[Stored data entries]
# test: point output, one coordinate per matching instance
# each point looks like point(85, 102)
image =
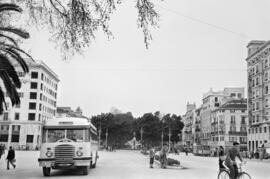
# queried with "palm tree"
point(10, 56)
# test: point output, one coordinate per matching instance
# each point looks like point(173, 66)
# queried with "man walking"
point(11, 158)
point(230, 160)
point(2, 150)
point(152, 156)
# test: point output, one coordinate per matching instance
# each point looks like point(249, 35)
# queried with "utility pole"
point(99, 134)
point(106, 138)
point(170, 133)
point(141, 134)
point(162, 134)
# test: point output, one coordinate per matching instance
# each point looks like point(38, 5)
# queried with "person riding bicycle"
point(222, 158)
point(230, 160)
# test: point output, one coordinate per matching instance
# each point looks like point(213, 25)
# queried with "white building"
point(211, 101)
point(229, 124)
point(20, 126)
point(258, 64)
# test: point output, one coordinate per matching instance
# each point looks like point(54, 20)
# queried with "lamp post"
point(107, 138)
point(141, 131)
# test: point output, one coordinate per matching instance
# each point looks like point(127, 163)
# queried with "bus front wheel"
point(85, 170)
point(46, 171)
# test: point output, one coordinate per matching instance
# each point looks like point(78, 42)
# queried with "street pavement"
point(124, 164)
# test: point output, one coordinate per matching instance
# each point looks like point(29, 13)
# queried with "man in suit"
point(11, 158)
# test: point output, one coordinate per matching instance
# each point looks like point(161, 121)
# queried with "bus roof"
point(63, 122)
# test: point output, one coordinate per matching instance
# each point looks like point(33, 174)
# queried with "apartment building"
point(229, 124)
point(189, 125)
point(211, 101)
point(258, 65)
point(20, 126)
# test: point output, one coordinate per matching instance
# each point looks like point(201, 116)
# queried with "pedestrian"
point(221, 158)
point(11, 158)
point(2, 150)
point(230, 161)
point(152, 156)
point(186, 150)
point(163, 156)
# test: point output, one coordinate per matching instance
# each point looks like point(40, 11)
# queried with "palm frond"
point(9, 7)
point(10, 70)
point(2, 101)
point(17, 49)
point(21, 33)
point(10, 39)
point(16, 56)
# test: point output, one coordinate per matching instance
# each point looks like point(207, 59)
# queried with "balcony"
point(242, 133)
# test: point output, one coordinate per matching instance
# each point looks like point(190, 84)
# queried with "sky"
point(199, 45)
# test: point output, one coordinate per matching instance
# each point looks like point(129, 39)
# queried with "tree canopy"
point(74, 23)
point(121, 128)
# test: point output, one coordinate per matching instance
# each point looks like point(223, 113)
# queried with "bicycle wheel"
point(223, 174)
point(244, 175)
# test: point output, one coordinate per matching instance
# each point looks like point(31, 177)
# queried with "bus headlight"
point(79, 153)
point(49, 154)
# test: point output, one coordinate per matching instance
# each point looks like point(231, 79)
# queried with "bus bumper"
point(82, 161)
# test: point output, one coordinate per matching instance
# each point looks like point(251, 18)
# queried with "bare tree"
point(74, 23)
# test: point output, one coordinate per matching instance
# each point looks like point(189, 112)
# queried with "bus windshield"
point(76, 135)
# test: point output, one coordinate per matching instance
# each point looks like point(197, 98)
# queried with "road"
point(129, 164)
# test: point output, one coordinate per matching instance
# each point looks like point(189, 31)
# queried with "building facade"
point(20, 126)
point(211, 101)
point(258, 69)
point(229, 124)
point(189, 125)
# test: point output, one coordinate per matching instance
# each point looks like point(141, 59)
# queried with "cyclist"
point(221, 158)
point(230, 160)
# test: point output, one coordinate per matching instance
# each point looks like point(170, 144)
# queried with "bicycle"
point(225, 173)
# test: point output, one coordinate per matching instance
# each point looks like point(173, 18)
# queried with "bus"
point(201, 150)
point(68, 142)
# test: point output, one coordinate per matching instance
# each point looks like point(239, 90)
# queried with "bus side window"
point(87, 135)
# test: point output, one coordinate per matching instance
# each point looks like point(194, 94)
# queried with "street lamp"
point(107, 138)
point(141, 134)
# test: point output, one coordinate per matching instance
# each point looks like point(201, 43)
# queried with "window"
point(31, 116)
point(17, 116)
point(20, 95)
point(5, 116)
point(29, 138)
point(243, 120)
point(32, 105)
point(33, 95)
point(15, 136)
point(34, 75)
point(17, 105)
point(232, 119)
point(33, 85)
point(4, 133)
point(257, 105)
point(257, 69)
point(266, 76)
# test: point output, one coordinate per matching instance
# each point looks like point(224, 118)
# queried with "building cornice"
point(258, 51)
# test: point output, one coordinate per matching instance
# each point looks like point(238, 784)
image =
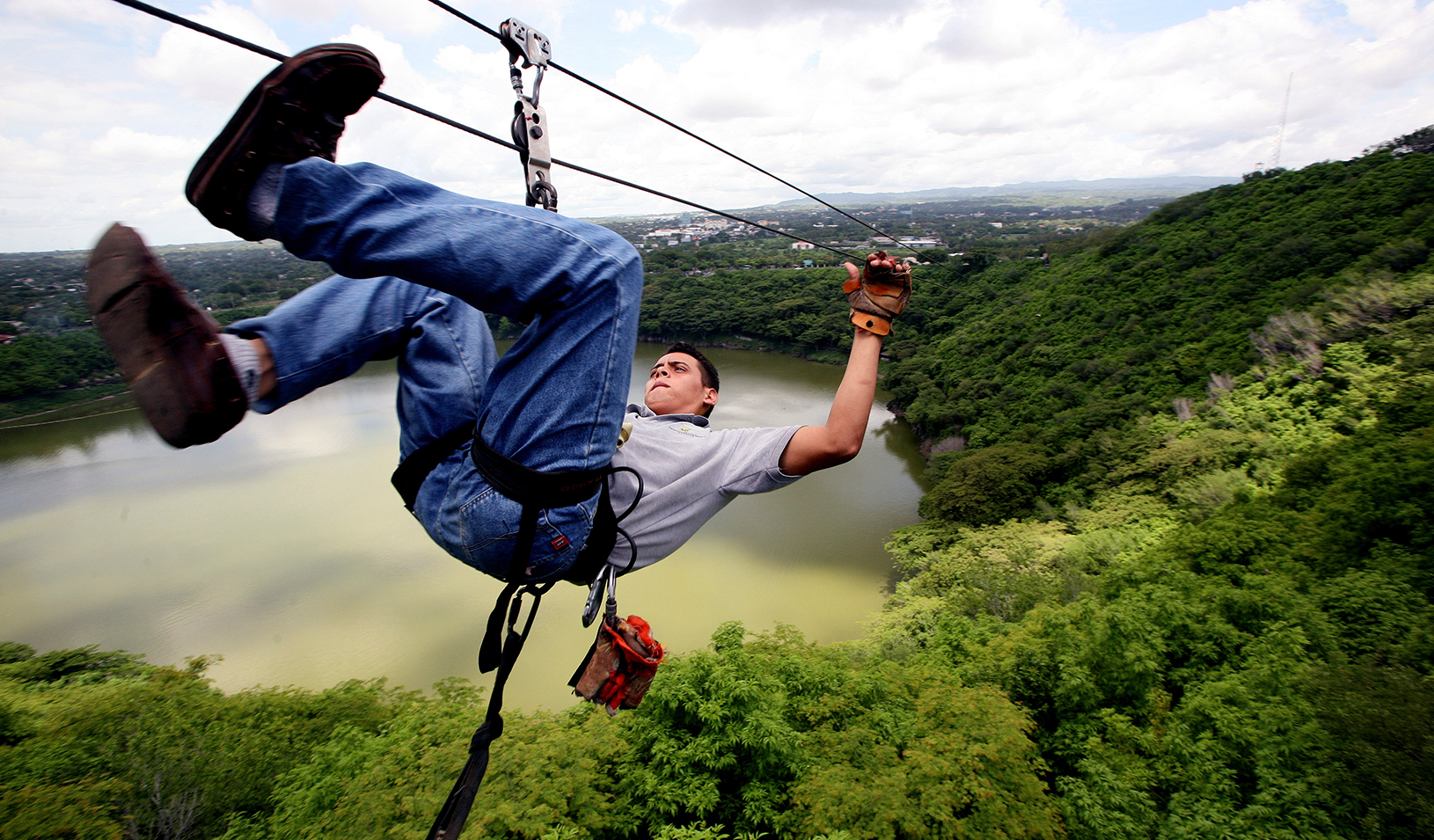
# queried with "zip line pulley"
point(528, 47)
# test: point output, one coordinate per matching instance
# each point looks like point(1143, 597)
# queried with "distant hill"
point(1108, 189)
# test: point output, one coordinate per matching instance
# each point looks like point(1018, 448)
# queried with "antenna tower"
point(1284, 113)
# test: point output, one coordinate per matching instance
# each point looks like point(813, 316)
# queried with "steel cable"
point(667, 122)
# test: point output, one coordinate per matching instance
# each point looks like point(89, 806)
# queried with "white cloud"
point(628, 20)
point(835, 95)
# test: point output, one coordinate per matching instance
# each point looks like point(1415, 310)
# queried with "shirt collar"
point(644, 412)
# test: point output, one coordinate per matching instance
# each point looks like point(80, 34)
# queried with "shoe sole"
point(230, 157)
point(166, 347)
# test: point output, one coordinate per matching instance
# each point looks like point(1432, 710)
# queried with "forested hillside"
point(1174, 580)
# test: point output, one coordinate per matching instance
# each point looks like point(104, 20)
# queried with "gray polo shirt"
point(690, 471)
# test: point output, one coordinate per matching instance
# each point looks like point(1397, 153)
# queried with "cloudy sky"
point(104, 109)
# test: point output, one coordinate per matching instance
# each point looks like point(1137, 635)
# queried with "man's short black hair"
point(710, 379)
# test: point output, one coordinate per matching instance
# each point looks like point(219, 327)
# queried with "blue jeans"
point(418, 266)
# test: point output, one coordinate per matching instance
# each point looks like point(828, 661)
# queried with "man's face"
point(674, 386)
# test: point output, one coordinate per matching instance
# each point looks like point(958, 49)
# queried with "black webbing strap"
point(413, 469)
point(534, 491)
point(455, 810)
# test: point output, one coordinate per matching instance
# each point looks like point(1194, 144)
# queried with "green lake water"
point(284, 549)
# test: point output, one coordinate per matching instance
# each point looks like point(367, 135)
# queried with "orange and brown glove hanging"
point(880, 294)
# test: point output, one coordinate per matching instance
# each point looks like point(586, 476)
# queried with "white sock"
point(245, 362)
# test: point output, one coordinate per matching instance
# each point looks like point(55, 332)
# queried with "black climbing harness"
point(530, 47)
point(502, 642)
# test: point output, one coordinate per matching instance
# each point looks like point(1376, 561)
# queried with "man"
point(502, 459)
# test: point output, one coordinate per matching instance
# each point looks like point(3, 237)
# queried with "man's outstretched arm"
point(817, 448)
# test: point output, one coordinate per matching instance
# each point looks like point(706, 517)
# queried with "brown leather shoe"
point(296, 112)
point(165, 346)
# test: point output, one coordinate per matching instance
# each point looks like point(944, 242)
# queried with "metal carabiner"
point(607, 580)
point(530, 129)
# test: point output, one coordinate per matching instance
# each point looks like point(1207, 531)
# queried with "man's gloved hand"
point(878, 293)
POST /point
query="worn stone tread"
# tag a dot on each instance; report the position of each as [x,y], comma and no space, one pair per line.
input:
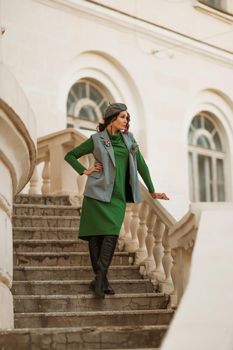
[42,228]
[95,313]
[88,302]
[44,217]
[78,286]
[84,338]
[64,254]
[85,296]
[49,206]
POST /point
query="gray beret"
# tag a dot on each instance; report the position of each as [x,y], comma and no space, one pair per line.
[113,109]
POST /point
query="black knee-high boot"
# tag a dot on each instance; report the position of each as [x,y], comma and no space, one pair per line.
[106,253]
[94,245]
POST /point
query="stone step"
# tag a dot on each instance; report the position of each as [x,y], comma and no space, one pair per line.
[42,199]
[93,318]
[85,302]
[75,287]
[63,245]
[65,259]
[45,233]
[45,210]
[45,221]
[54,273]
[50,245]
[86,338]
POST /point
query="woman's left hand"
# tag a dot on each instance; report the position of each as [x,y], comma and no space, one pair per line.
[156,195]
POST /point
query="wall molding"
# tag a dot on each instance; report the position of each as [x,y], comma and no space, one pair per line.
[164,36]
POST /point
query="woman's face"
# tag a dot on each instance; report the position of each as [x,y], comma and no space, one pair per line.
[121,121]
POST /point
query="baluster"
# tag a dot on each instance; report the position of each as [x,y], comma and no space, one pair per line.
[166,285]
[133,245]
[34,182]
[173,301]
[149,262]
[45,189]
[141,252]
[157,275]
[81,180]
[127,225]
[121,242]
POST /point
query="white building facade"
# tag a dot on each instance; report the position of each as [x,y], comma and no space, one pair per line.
[169,61]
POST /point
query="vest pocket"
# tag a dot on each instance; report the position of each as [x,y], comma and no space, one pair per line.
[96,174]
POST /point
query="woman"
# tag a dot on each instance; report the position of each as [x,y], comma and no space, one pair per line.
[111,183]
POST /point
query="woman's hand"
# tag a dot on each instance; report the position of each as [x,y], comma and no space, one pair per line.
[156,195]
[96,167]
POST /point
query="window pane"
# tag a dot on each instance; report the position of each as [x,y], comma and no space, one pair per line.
[88,113]
[220,181]
[95,95]
[79,90]
[208,125]
[203,142]
[197,122]
[191,184]
[221,5]
[217,142]
[205,179]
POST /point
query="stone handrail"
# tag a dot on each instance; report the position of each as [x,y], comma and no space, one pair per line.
[161,246]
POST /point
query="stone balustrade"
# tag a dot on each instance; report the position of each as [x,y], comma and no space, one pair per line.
[162,246]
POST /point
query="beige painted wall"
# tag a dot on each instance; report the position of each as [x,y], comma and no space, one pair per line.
[48,46]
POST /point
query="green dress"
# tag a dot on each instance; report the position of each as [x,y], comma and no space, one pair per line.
[101,218]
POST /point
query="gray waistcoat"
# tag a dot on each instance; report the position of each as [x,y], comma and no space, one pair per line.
[100,184]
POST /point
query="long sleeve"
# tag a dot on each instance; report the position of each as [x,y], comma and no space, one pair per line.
[72,157]
[144,171]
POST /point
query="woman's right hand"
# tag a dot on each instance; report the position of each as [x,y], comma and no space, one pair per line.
[96,167]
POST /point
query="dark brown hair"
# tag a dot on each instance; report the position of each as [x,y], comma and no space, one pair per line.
[107,121]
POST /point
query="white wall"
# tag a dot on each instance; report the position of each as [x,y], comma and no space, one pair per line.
[55,45]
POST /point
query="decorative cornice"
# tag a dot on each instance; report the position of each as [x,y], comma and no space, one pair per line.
[164,36]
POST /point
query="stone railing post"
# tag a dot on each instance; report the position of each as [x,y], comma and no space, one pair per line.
[149,262]
[45,188]
[181,240]
[166,286]
[157,274]
[17,162]
[34,182]
[141,252]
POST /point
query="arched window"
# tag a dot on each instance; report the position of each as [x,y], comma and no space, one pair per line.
[86,103]
[206,160]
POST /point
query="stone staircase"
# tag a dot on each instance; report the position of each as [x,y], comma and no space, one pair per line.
[53,306]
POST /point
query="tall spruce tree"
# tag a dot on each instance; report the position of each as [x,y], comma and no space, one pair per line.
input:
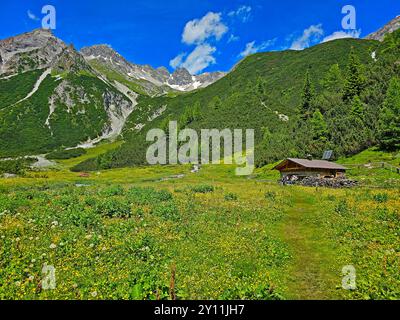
[355,79]
[389,121]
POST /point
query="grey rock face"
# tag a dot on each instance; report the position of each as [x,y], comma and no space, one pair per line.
[388,28]
[33,50]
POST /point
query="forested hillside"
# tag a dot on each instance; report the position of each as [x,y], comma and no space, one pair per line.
[331,96]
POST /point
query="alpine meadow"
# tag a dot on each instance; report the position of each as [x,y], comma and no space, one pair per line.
[84,214]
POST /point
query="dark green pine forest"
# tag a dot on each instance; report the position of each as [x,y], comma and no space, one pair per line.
[342,95]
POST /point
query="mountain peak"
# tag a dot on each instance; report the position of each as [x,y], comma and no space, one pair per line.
[390,27]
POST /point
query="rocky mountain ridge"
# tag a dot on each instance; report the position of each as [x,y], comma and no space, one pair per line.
[180,79]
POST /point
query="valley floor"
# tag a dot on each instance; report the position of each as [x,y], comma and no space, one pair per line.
[120,234]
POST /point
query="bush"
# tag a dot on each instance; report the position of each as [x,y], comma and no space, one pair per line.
[14,166]
[113,208]
[66,154]
[113,191]
[146,196]
[381,197]
[167,211]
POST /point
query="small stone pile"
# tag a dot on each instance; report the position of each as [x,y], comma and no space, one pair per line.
[328,183]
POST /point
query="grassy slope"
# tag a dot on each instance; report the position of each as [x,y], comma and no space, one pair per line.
[272,242]
[284,73]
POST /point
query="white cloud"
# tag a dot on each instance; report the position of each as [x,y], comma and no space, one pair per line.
[251,47]
[199,30]
[32,16]
[342,35]
[310,36]
[243,13]
[200,58]
[233,38]
[178,60]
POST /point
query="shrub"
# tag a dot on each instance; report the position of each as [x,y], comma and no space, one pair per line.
[381,197]
[113,191]
[146,196]
[167,211]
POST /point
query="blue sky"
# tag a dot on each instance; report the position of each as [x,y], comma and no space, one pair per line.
[202,35]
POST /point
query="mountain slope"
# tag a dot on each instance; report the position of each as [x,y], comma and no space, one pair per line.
[235,102]
[51,97]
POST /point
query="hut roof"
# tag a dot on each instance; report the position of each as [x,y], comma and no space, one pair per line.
[311,164]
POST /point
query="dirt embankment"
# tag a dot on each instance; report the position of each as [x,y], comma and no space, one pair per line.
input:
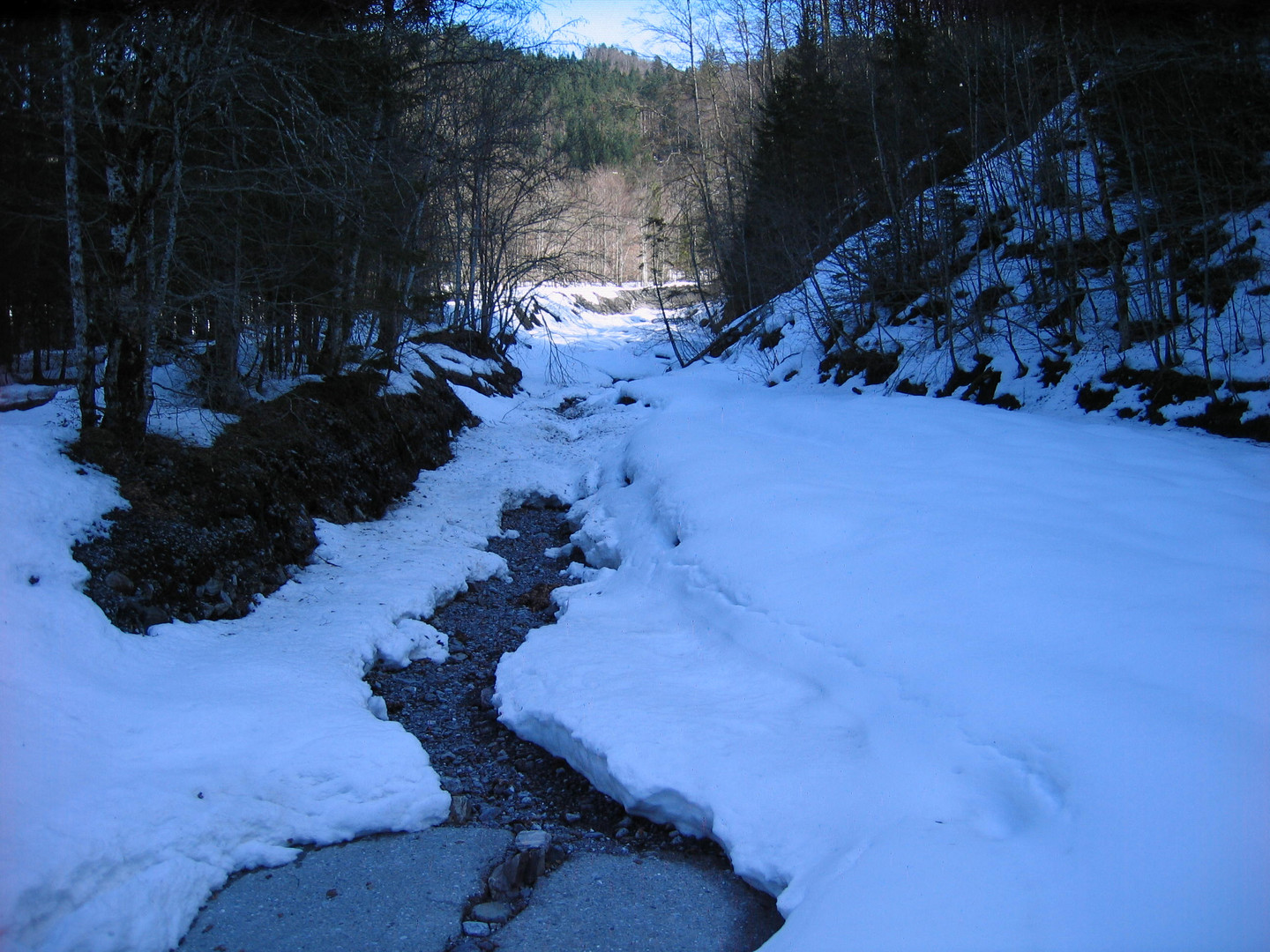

§ EXERCISE GOAL:
The answer must be a single number: how many lines in the data above contain the string "woman".

§ THE ANSWER:
5